**WRITTEN INSTRUCTION**
Turn the lines of the entries below into a numbered list, starting with the line that contains "window pane, giving" and running through the last line of the entries, both ends included. Leave out any blank lines.

**EXCERPTED RECORDS**

/---

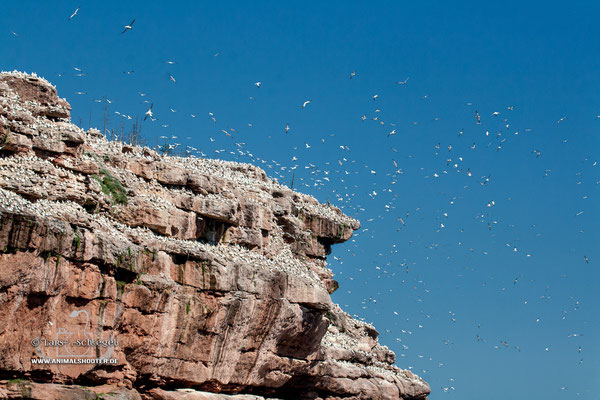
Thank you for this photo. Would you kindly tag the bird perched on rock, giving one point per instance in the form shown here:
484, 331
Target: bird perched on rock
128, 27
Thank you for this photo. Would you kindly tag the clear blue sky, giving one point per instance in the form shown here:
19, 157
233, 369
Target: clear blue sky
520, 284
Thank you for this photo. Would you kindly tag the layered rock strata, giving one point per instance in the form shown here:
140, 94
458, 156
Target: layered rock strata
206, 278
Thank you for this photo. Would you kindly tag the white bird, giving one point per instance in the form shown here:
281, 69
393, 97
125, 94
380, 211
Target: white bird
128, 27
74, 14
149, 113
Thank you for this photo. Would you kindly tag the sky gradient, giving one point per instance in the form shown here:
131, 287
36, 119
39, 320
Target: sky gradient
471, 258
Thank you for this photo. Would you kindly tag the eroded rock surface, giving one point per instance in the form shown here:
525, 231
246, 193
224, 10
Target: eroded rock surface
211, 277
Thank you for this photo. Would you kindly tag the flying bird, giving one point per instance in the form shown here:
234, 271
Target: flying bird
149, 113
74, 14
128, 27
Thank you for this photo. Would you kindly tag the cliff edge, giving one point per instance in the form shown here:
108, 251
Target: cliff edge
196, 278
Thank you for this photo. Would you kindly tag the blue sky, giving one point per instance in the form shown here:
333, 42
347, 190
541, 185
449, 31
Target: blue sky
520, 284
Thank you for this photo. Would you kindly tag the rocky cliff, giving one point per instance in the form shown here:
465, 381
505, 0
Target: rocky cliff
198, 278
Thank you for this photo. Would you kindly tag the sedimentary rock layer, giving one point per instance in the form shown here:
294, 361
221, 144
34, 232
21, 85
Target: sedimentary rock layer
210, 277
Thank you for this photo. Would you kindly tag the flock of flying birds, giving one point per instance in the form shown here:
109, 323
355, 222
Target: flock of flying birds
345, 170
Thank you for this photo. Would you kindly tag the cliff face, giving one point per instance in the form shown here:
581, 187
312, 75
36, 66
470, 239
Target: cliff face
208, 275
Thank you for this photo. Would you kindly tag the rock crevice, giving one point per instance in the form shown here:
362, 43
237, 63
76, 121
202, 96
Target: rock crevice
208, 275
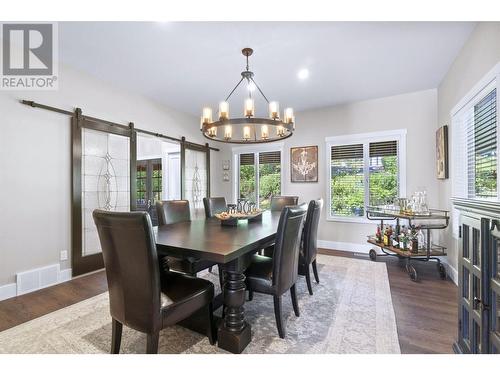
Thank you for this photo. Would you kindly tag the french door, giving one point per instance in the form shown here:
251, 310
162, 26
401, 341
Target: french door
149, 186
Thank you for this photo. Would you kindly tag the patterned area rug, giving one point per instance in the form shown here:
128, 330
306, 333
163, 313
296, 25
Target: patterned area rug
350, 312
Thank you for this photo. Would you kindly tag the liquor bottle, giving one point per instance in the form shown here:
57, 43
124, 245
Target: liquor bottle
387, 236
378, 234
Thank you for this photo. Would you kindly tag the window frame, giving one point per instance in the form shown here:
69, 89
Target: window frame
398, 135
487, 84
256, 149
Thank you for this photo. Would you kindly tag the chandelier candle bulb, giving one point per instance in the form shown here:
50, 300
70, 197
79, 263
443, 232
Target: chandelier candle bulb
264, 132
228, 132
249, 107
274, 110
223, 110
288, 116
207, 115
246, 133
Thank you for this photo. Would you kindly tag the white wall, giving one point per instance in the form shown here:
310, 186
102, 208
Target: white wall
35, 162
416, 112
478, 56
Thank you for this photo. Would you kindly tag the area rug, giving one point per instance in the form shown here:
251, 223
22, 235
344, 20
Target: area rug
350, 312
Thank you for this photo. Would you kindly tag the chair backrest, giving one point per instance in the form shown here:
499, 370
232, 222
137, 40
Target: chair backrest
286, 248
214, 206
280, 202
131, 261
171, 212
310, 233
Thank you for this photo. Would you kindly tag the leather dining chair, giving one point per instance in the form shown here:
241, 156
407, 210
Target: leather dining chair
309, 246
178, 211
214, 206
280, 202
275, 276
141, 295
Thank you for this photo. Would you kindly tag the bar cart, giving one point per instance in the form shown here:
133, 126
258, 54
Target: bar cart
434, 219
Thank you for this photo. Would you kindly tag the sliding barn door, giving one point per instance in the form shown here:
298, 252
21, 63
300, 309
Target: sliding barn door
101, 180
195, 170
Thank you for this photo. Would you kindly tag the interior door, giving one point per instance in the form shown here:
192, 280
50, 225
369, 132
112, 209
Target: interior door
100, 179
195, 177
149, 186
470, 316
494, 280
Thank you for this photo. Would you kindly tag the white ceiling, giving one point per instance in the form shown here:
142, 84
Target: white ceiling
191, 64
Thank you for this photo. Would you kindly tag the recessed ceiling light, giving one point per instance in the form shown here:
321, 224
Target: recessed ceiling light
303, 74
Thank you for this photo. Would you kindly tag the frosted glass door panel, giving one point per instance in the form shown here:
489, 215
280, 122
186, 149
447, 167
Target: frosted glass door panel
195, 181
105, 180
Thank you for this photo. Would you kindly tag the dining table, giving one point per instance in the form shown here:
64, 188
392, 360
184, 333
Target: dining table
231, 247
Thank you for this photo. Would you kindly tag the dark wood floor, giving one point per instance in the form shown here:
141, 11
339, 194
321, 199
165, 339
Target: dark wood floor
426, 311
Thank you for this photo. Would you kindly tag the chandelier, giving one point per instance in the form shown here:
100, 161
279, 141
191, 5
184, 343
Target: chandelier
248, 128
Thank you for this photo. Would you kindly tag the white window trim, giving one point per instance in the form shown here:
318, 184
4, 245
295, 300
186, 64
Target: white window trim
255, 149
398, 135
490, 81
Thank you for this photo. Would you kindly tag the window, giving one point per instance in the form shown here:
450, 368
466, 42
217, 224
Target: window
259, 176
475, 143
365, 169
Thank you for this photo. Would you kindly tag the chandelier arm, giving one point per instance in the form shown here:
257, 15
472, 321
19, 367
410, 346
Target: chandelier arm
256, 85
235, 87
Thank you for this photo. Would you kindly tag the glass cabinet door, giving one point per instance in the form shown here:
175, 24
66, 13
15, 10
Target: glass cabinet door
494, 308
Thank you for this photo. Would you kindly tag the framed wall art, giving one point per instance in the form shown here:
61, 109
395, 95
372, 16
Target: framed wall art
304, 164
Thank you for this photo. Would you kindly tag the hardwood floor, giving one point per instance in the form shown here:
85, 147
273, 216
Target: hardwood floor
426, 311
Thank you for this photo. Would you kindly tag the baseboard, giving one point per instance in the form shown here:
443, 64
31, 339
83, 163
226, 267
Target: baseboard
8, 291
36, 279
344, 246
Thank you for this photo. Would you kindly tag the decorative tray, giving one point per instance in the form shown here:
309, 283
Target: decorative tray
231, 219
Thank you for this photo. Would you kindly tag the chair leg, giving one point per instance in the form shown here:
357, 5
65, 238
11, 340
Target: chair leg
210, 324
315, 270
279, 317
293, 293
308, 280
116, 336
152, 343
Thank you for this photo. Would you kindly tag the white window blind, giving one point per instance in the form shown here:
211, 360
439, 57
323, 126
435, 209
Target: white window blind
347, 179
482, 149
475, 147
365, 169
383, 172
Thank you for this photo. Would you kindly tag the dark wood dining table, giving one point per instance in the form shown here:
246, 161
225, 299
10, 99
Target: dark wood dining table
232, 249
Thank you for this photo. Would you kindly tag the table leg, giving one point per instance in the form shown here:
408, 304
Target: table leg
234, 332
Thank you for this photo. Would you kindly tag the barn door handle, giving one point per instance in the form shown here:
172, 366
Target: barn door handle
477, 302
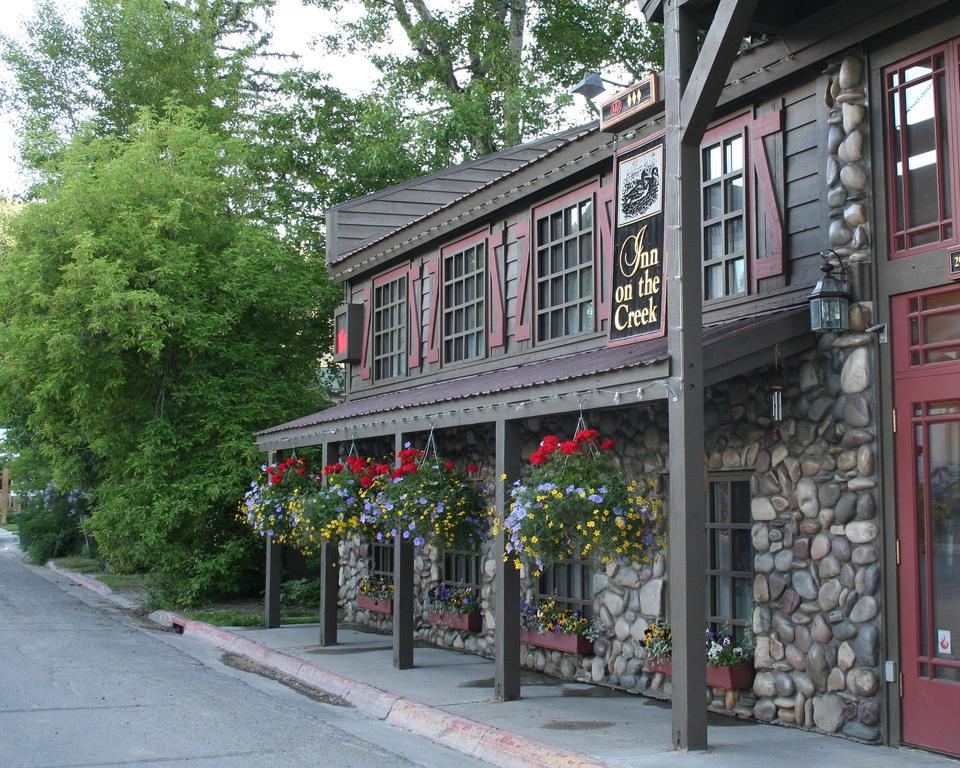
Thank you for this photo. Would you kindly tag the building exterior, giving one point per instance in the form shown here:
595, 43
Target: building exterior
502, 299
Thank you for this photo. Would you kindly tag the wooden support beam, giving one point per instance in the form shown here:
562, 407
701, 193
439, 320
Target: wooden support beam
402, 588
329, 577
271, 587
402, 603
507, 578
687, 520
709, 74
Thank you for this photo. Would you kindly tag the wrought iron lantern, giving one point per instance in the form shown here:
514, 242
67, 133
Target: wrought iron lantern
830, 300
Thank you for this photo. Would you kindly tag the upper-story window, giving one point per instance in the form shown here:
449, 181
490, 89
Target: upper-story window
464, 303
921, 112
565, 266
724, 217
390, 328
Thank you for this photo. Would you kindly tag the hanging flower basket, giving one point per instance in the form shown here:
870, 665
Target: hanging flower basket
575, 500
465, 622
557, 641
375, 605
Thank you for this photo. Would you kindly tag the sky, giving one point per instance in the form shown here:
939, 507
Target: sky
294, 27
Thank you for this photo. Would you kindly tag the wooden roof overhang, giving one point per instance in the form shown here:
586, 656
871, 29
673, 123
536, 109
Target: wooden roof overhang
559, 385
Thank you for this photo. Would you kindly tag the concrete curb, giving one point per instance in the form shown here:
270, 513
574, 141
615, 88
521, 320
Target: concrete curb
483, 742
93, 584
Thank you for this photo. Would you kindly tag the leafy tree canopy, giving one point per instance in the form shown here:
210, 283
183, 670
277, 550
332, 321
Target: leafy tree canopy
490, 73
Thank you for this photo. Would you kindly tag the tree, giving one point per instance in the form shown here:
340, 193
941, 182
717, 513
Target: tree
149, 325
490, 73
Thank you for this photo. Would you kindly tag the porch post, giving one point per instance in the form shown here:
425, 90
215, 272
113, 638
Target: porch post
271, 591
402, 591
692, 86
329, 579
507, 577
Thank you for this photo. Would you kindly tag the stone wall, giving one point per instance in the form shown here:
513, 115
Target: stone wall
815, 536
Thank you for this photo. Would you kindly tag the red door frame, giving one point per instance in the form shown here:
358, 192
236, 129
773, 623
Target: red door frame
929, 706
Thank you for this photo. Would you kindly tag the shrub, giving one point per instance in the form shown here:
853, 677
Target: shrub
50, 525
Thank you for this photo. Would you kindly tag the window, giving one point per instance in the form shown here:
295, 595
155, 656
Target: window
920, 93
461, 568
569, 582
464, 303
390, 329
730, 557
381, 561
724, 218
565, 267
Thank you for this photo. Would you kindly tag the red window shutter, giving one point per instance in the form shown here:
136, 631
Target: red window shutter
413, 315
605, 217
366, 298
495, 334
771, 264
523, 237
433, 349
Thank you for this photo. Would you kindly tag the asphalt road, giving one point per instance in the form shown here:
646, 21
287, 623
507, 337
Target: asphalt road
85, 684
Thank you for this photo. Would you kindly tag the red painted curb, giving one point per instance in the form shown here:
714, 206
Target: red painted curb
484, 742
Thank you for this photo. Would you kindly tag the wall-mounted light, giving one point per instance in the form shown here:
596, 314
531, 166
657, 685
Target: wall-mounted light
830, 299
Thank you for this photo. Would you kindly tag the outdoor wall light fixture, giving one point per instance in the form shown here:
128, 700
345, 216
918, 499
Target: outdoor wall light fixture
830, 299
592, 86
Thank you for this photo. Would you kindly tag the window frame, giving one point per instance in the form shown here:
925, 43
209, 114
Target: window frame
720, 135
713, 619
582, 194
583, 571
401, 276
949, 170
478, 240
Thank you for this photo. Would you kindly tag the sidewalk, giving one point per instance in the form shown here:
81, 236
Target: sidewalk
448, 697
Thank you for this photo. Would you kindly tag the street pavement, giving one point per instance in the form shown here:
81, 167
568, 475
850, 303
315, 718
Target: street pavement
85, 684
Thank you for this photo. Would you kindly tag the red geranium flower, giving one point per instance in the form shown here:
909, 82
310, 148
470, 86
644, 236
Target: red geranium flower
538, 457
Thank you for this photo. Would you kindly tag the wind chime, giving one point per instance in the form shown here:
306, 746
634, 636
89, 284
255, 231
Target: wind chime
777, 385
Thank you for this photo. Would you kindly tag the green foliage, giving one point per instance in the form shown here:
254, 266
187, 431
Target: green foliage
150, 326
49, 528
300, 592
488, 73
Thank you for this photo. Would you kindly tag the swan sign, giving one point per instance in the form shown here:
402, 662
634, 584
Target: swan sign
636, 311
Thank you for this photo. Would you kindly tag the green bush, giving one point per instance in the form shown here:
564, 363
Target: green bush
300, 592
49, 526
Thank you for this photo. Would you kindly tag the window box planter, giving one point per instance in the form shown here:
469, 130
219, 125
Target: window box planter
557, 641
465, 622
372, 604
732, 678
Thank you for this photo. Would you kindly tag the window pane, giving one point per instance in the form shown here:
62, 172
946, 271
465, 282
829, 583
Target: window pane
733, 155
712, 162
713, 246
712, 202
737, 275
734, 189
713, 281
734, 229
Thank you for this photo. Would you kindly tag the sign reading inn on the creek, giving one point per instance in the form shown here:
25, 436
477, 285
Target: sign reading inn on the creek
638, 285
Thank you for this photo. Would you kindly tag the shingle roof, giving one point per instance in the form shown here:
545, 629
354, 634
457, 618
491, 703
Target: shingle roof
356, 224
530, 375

\---

**SOLUTION FOR THIS TASK**
1. Thank you for this photo. Would you kindly tag the window pane, giving one point per instance in the form shown here:
2. 62, 172
3. 946, 271
4. 465, 282
5. 829, 583
6. Target: window pane
7. 733, 155
8. 712, 162
9. 713, 246
10. 712, 202
11. 737, 275
12. 734, 189
13. 713, 281
14. 734, 229
15. Thank you for this photo. Would you kindly tag the sign reading inn on the creek, giving one point per instance in the form shown here:
16. 25, 436
17. 477, 285
18. Target: sign reading inn on the creek
19. 638, 285
20. Thank you for this photo. Would you kindly tag the shingle roof, giving one point per instance in the form shown here:
21. 545, 629
22. 354, 634
23. 457, 618
24. 491, 703
25. Target: shingle roof
26. 356, 224
27. 530, 375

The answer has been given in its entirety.